• Teks Bacaan:

---*---

Nikah Beda Agama: Aturan Agama Dan Kehendak Bebas, Sebuah Tanggapan Pater Tuan Kopong MSF

0

Oleh: Tuan Kopong MSF*

UTAMA, Bulir.id – Salah satu tujuan dari perkawinan, apapun agamanya adalah untuk kebahagiaan dan damai sejahterah pasangan suami-istri dan keluarga. Demikian juga semua agama sepakat bahwa untuk masuk dalam jenjang perkawinan harus didasari pada kehendak bebas dari kedua calon pasangan tersebut dan bukan karena paksaan atau akibat dijodohkan.

Beberapa hari terakhir ini, jagad dunia maya dihebohkan dengan perkawinan beda agama yang dilaksanakan di Gereja Santo Ignatius Krapyak-Semarang, pun kemudian dilanjutkan di KUA. Pada upacara itu mempelai wanita mengenakan jilbab. Muncul perdebatan pro dan kontra terhadap perkawinan ini setelah Ahmad Nurcholish (Konselor sekaligus Saksi Nikah Beda Agama) memposting peristiwa ini di akun facebooknya.

---*---

[Entri yang termuat dalam dataset]
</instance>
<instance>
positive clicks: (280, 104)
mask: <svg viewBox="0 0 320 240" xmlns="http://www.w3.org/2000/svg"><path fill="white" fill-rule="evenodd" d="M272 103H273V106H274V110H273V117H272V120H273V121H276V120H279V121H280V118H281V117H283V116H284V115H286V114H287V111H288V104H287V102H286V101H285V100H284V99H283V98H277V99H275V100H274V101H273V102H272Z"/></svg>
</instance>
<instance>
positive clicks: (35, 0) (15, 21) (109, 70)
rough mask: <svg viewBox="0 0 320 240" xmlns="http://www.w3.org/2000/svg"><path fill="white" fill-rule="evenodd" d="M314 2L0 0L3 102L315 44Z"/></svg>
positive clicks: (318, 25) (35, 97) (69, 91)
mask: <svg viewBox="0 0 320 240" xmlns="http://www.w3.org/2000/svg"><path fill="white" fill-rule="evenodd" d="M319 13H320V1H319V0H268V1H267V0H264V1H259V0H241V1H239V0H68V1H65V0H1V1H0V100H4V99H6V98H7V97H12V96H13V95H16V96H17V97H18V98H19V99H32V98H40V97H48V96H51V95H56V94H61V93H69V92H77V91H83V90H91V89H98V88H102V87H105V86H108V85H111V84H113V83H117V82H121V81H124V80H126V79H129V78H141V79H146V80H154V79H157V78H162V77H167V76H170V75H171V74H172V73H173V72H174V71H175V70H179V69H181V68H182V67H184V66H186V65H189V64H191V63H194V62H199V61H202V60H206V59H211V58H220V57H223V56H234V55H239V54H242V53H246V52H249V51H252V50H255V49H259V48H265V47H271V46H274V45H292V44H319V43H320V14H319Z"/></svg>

---*---

• Pertanyaan untuk Dijawab:
a. Menurut teks bacaan, di gereja mana perkawinan beda agama yang ramai dibicarakan itu dilaksanakan?
b. Kembalikan bagian teks bacaan mulai dari "UTAMA, Bulir.id –" sampai dengan "di akun facebooknya." tanpa mengubah satu huruf pun.
c. Terjemahkan kalimat "Pada upacara itu mempelai wanita mengenakan jilbab." dari teks bacaan ke dalam bahasa Inggris.

• Jawaban per Tugas:
a. Di Gereja Santo Ignatius Krapyak-Semarang.

b.
UTAMA, Bulir.id – Salah satu tujuan dari perkawinan, apapun agamanya adalah untuk kebahagiaan dan damai sejahterah pasangan suami-istri dan keluarga. Demikian juga semua agama sepakat bahwa untuk masuk dalam jenjang perkawinan harus didasari pada kehendak bebas dari kedua calon pasangan tersebut dan bukan karena paksaan atau akibat dijodohkan.

Beberapa hari terakhir ini, jagad dunia maya dihebohkan dengan perkawinan beda agama yang dilaksanakan di Gereja Santo Ignatius Krapyak-Semarang, pun kemudian dilanjutkan di KUA. Pada upacara itu mempelai wanita mengenakan jilbab. Muncul perdebatan pro dan kontra terhadap perkawinan ini setelah Ahmad Nurcholish (Konselor sekaligus Saksi Nikah Beda Agama) memposting peristiwa ini di akun facebooknya.

c. At that ceremony, the bride wore a hijab.